# TASK REQUIREMENTS
Count the lines in the rows below that contain the string "instance", treating uppercase and lowercase as different. Give only the number.

====== RECORDS TO PROCESS

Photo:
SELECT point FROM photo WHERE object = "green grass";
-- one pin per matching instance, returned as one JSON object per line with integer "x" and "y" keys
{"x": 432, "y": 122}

============
====== RECORDS TO PROCESS

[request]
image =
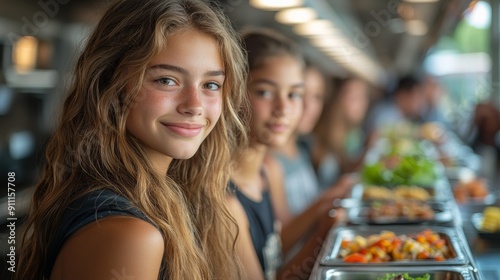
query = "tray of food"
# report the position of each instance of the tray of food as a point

============

# RESULT OF THE EXERCISE
2